##### DOKUMENTTEXT

Die Katastrophe – wer ist wirklich Schuld (3)

Die Fehler der Vergangenheit

„Erfolg besteht nicht darin, dass niemals Fehler gemacht werden, sondern dass der gleiche Fehler nicht zweimal passiert.“
(George Bernard Shaw, irischer Schriftsteller)

Die Starkregenfälle vom 14. und 15. Juli haben wieder einmal gezeigt, dass wir in Deutschland auf so etwas unzureichend vorbereitet sind. Mittlerweile geben wir Millionen für den Klimaschutz aus. Dabei ist klar, dass diese Massnahmen erst in ferner Zukunft Wirkung zeigen können, wenn überhaupt.
Gleichzeitig vergessen wir aber das Naheliegende.

Auf extreme Wetterereignisse sind wir nur unzureichend vorbereitet.

##########

| ZIELE |
a. Gib den Dokumenttext von „Die Fehler der“ bis einschließlich „können, wenn überhaupt.“ wortgetreu wieder.
b. An welchen Tagen gab es laut Dokumenttext die Starkregenfälle?

##### AUFLISTUNG

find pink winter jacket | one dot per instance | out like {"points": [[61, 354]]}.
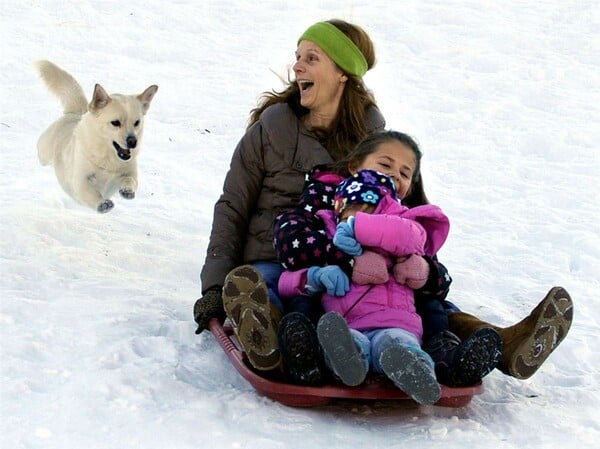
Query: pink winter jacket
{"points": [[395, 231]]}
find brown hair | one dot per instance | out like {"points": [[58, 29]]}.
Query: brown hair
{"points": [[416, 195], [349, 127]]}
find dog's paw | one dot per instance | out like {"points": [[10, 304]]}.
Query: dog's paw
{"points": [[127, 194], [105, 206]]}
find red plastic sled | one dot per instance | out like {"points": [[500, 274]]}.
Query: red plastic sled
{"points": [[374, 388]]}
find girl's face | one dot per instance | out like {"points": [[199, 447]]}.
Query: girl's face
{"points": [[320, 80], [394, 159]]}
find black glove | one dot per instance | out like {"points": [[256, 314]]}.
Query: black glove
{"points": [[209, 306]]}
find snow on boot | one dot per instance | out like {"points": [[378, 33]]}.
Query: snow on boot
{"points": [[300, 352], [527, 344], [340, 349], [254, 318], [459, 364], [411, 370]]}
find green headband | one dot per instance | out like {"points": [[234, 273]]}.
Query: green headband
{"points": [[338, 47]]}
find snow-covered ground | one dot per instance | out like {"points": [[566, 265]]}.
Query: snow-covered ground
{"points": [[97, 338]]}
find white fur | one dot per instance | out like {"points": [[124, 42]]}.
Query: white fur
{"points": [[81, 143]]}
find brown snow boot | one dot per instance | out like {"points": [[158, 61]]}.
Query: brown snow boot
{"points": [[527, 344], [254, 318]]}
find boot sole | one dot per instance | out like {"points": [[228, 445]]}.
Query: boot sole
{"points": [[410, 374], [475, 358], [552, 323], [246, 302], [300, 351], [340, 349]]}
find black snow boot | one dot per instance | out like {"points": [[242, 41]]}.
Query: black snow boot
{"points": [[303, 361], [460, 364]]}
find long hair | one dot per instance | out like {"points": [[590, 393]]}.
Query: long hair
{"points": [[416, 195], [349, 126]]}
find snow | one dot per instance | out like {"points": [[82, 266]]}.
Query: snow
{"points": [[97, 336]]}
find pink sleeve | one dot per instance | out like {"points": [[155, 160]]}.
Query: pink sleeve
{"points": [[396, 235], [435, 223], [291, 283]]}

##########
##### AUFLISTUNG

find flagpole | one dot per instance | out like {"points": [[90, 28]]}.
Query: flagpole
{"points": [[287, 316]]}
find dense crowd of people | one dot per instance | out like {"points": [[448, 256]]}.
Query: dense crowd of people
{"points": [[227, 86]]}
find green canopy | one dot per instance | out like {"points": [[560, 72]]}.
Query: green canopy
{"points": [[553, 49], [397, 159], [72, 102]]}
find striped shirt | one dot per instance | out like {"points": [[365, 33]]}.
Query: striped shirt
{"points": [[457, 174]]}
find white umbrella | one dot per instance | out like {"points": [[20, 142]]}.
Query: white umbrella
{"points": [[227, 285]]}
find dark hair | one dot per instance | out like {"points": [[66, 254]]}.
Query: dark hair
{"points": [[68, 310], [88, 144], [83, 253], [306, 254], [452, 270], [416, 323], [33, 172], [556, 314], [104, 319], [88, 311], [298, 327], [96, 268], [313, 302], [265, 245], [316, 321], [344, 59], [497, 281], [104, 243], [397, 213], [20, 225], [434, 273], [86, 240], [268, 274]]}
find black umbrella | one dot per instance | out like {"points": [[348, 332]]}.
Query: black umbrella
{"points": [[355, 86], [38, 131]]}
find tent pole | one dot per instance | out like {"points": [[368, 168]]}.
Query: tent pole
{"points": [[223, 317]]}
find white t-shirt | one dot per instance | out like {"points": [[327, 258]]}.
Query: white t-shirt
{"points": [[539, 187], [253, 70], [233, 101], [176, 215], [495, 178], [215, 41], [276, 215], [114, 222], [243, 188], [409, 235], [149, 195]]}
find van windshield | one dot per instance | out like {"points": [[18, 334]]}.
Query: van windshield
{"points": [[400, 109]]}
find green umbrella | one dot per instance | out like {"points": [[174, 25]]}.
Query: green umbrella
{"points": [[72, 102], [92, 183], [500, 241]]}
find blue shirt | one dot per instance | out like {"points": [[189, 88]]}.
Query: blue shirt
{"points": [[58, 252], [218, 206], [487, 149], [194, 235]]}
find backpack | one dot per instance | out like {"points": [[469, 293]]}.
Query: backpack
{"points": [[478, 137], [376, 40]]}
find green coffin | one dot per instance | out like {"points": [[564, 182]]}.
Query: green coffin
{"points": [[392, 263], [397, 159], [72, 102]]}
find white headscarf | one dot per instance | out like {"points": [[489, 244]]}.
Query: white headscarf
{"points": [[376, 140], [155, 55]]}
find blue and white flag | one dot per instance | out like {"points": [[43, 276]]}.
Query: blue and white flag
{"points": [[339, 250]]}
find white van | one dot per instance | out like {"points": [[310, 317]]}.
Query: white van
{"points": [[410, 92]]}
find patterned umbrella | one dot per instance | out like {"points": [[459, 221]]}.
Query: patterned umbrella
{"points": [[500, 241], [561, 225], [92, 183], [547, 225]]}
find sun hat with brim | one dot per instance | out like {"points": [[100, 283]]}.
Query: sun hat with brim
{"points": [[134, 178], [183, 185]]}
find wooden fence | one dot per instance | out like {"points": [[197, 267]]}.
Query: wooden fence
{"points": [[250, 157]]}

##########
##### AUFLISTUNG

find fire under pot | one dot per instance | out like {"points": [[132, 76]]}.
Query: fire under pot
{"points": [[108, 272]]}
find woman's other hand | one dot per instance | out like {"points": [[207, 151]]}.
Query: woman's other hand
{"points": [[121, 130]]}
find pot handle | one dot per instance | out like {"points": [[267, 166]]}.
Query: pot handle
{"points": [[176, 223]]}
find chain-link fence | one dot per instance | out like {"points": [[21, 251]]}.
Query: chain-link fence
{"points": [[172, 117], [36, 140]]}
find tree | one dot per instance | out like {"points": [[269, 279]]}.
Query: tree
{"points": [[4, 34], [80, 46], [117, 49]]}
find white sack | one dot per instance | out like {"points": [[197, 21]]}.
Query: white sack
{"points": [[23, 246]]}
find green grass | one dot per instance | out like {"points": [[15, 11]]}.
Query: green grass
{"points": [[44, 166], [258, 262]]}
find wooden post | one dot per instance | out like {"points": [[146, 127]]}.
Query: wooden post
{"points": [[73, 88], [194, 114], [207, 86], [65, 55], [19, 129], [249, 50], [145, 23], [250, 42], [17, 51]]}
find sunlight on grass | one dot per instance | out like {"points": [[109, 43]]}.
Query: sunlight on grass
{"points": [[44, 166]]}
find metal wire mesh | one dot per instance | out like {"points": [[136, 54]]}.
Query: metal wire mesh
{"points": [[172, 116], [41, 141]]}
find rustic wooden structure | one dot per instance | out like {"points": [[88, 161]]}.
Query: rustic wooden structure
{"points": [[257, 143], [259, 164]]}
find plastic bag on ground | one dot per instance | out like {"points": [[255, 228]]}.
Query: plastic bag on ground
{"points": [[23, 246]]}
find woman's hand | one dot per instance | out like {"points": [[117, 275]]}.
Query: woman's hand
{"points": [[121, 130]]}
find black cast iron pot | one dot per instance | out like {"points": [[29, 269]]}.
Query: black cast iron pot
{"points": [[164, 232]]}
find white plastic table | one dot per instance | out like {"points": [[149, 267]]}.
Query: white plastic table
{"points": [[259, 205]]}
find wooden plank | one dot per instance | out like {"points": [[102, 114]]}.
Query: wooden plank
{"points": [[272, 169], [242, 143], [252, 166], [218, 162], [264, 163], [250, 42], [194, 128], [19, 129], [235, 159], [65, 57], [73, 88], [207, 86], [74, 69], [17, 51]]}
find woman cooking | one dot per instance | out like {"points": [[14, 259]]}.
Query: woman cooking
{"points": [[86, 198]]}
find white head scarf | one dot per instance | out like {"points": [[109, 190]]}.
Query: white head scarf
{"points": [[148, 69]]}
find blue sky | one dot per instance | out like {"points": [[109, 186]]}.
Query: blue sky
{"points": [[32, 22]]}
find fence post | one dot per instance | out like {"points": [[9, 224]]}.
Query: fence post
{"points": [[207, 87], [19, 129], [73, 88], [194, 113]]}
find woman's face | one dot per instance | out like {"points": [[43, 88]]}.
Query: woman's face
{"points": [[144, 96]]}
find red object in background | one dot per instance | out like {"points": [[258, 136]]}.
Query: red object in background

##########

| LÖSUNGEN |
a.
Die Fehler der Vergangenheit

„Erfolg besteht nicht darin, dass niemals Fehler gemacht werden, sondern dass der gleiche Fehler nicht zweimal passiert.“
(George Bernard Shaw, irischer Schriftsteller)

Die Starkregenfälle vom 14. und 15. Juli haben wieder einmal gezeigt, dass wir in Deutschland auf so etwas unzureichend vorbereitet sind. Mittlerweile geben wir Millionen für den Klimaschutz aus. Dabei ist klar, dass diese Massnahmen erst in ferner Zukunft Wirkung zeigen können, wenn überhaupt.

b. Am 14. und 15. Juli.